■ **What the task requires**: Put every line of the records below into a Markdown table with two columns, Row and Line. Number the rows and skip any blank lines.

■ **Items**:
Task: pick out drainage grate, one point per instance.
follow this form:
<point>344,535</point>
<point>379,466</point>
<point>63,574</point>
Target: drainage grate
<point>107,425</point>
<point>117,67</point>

■ **Written answer**:
| Row | Line |
|---|---|
| 1 | Task: pick out drainage grate, one point per instance. |
| 2 | follow this form: |
| 3 | <point>344,535</point> |
| 4 | <point>379,466</point> |
| 5 | <point>63,574</point> |
| 6 | Target: drainage grate |
| 7 | <point>107,425</point> |
| 8 | <point>117,67</point> |